— Поставленное задание A —
Отберите из записей все строки, в которых встречается слово "black".

— Отрывок —
____________________
5 января исполнился 71 год со дня смерти Андрея Платонова. Мы рассказываем о постоянной экспозиции "Андрей Платонов: в поисках будущего", открывшейся в Государственном музее истории российской литературы имени В. И. Даля в Москве.
Платонов весь про будущее. Для него будущее было важнее настоящего
Мемориальное пространство состоит их двух комнат. В первой собраны немногие сохранившиеся вещи из московской квартиры Платонова во флигеле дома Герцена на Тверском бульваре – стол-бюро, кожаный диван, чертик-талисман, а также его прижизненные издания, письма и черновики. Экспозиция построена согласно художественным принципам платоновской прозы: от иносказания до бытового эпизода, от философского раздумья до лирического переживания. Во второй комнате, по замыслу кураторов выставки, посетитель оказывается как бы внутри платоновских текстов: они появляются в виде проекции на стене полутемного помещения. Здесь Андрей Платонов представлен во второй своей ипостаси – инженера-изобретателя.
О концепции экспозиции – Лариса Алексеева, заведующая отделом ГМИРЛИ имени В. И. Даля "Музей истории литературы XX века".
Вещи в музее выполняют роль актеров, и, отталкиваясь от них, мы строим свою интерпретацию
– "В поисках будущего" – у Платонова есть рассказ с таким названием. Платонов весь про будущее. Он подчеркивал, что жить надо для тех, кому принадлежит будущее. Мы сейчас больше ориентируемся на жизнь в настоящем, здесь и сейчас. А для него будущее было важнее настоящего. Все-таки он инженер, изобретатель, и он понимал, что будущее – это не только мечты, но и производство, делание вещей. Поэтому и фабрика, о которой этот рассказ, и изобретения – все это работает на человеческую цивилизацию, но не только на вещную, прагматичную. У нас сейчас много вещей, и мы от них очень зависим. А Платонов – абсолютно не вещист. При этом технический прогресс для него очень важен, и в творчестве это тоже присутствовало.
– Немногие сохранившиеся платоновские вещи предоставили музею родственники писателя?
– Да, эти вещи – стол-бюро, диван – сейчас это уже музейное достояние, это нам передала Мария Андреевна, дочь Платонова. А вот чемодан, с которым ездил писатель, и чертик-талисман – это предоставил внук Платонова Антон Мартыненко.
Музейный язык – особенный. Литературная экспозиция требует визуального решения. Рассказать жизнь писателя, объяснить, о чем думал, что означает какой-либо персонаж или сюжет, средствами музея невероятно сложно. Музей – это зрелище, театр, спектакль. Вещи здесь выполняют роль актеров, главных героев, и, отталкиваясь от них, мы строим свою интерпретацию, чтобы через эти вещи, как через какие-то знаки, символы географии или судьбы писателя наш посетитель мог настроиться на него, проникнуть в этот творческий мир.
представлены разные оттенки воды: и бирюзовая, и голубая, и сероватая, и темно-синяя
Для Платонова у нас в визуальном ряду возникли две стихии – стихия воды и стихия света. Это очень важные для Платонова образы. Воду подсказал он сам. Он же занимался мелиорацией, устраивал гидротехнические сооружения, боролся с засухой. И в названиях книг тоже часто появляется вода: поэтический сборник "Голубая глубина" (его, кстати, отметил Брюсов), "Епифанские шлюзы", "Река Потудань", "Ювенильное море", "Июльский дождь", – все время тема воды… А вода, река может быть разной – глубокой, мелкой, подвижной, она может застывать подо льдом и пробивать лед. Путь воды непрекращаем, большая часть объема Земли – это же вода! Река – очень многозначный образ, и для Платонова она очень актуальна.
____________________
Сохранённые записи
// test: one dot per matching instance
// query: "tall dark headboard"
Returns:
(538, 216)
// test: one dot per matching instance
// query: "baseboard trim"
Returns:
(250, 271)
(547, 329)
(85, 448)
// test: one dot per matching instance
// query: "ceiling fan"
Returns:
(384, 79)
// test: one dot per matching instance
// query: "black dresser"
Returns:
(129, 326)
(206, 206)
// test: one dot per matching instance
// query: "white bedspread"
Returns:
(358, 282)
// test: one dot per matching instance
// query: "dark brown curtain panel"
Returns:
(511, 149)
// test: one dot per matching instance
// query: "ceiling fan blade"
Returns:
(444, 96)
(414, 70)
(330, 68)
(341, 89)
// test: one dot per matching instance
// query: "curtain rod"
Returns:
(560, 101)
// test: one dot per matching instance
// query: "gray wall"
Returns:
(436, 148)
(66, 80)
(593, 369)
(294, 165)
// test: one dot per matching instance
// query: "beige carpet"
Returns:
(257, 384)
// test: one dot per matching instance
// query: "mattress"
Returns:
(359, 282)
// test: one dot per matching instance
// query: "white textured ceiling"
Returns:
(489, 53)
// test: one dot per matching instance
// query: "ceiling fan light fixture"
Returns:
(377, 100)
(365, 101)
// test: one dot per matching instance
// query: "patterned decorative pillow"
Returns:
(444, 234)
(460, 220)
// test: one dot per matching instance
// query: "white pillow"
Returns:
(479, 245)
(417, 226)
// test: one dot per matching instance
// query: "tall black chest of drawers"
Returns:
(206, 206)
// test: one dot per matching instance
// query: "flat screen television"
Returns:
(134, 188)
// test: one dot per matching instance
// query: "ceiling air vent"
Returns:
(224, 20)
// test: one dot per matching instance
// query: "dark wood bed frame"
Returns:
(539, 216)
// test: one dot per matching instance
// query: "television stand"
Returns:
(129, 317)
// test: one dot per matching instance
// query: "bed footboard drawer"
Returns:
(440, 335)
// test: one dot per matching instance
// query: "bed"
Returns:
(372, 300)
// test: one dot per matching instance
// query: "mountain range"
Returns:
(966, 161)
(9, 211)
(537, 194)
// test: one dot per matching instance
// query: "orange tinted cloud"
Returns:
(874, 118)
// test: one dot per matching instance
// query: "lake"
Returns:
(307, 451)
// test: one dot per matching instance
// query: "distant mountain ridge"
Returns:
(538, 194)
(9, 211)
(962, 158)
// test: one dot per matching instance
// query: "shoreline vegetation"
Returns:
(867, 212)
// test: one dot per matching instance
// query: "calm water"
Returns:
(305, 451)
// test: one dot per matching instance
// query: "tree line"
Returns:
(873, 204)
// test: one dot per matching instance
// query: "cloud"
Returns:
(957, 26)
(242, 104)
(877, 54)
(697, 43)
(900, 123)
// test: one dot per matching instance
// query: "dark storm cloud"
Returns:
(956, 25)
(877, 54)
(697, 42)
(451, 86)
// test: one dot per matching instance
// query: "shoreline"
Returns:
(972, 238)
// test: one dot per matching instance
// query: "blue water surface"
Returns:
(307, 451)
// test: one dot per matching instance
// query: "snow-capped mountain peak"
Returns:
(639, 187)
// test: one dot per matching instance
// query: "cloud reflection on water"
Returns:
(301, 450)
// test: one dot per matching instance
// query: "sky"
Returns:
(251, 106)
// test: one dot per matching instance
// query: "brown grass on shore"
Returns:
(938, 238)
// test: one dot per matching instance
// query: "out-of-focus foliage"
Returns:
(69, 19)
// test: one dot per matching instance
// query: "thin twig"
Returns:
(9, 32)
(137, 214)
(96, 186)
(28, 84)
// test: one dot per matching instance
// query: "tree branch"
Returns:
____________________
— Поставленное задание B —
Воспроизведите без изменений фрагмент статьи о платоновской экспозиции. Начните со слов "5 января исполнился" и закончите словами "Даля в Москве.".

— Результат задания A —
// query: "black dresser"
// query: "tall black chest of drawers"

— Результат задания B —
5 января исполнился 71 год со дня смерти Андрея Платонова. Мы рассказываем о постоянной экспозиции "Андрей Платонов: в поисках будущего", открывшейся в Государственном музее истории российской литературы имени В. И. Даля в Москве.